• GOAL OF THE EXERCISE: Reproduce only the lines between the one containing "to locate white" and the one containing "left=0, top=61, right=533, bottom=400", inclusive, requests included, and scale each bounding-box coordinate in the answers by 1.75, rounding to whole numbers with halves rounded up. Keep all numbers in the requests and their format samples unchanged.

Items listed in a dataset

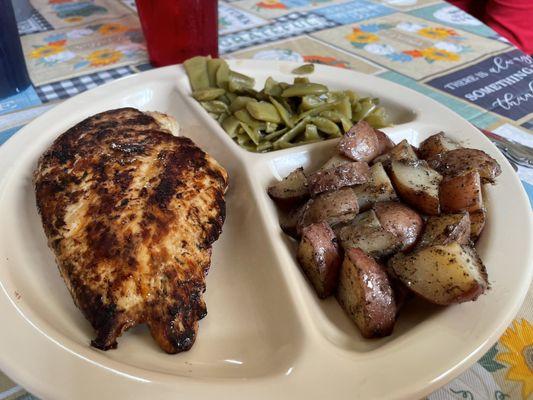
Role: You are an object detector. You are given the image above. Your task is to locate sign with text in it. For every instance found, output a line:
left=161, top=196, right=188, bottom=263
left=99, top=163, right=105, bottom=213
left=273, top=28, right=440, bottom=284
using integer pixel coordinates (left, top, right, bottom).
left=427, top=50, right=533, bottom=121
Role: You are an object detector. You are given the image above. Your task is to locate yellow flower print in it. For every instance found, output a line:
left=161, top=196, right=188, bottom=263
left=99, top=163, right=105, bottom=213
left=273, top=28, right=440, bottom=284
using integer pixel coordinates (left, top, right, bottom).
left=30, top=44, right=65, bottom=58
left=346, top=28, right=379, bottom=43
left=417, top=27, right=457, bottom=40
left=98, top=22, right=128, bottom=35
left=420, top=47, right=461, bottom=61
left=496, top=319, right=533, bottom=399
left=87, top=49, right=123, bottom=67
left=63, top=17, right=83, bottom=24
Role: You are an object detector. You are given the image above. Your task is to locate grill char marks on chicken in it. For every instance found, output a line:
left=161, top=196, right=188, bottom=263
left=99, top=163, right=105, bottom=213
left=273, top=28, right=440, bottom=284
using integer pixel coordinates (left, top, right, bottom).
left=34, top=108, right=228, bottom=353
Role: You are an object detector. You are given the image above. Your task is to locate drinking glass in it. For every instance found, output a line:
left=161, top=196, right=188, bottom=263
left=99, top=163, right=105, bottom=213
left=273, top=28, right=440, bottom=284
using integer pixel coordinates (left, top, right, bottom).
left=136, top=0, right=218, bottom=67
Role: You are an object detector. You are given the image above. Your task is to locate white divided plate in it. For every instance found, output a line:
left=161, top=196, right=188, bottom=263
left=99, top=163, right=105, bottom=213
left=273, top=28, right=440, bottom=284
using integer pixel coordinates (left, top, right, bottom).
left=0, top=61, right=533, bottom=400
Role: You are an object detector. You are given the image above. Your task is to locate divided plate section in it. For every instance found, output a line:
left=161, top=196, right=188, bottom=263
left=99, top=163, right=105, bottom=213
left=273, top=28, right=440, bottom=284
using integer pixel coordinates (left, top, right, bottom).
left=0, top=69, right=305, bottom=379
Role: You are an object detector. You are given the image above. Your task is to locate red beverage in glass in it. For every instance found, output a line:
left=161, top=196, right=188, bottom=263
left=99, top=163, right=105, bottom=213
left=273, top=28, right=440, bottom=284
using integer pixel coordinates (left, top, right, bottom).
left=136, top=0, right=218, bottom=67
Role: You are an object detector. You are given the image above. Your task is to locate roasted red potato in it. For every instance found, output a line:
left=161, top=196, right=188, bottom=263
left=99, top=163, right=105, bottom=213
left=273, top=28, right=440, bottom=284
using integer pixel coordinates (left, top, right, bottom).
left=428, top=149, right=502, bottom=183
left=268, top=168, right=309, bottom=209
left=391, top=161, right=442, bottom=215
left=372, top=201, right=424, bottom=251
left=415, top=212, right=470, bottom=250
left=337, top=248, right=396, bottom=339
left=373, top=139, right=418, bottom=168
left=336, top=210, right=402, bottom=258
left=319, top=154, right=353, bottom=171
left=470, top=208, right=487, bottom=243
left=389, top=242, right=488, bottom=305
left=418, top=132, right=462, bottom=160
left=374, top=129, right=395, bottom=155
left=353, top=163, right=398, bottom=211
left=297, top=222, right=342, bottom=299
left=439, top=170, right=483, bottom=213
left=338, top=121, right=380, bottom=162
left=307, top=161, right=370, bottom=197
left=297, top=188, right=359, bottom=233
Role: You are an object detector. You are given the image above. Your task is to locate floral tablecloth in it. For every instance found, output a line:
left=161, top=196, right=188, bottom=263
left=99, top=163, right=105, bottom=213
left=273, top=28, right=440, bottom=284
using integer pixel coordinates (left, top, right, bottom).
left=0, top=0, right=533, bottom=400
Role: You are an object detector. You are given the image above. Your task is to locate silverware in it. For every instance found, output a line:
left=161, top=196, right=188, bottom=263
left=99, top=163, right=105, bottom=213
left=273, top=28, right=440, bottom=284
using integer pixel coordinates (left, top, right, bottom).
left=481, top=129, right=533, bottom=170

• ANSWER FOR THE TASK:
Role: You are an object detector. You are given the image above. Your task is to locate white divided plate in it. For every instance found, output a line:
left=161, top=196, right=188, bottom=263
left=99, top=163, right=105, bottom=213
left=273, top=28, right=440, bottom=284
using integer pixel coordinates (left, top, right, bottom).
left=0, top=107, right=933, bottom=700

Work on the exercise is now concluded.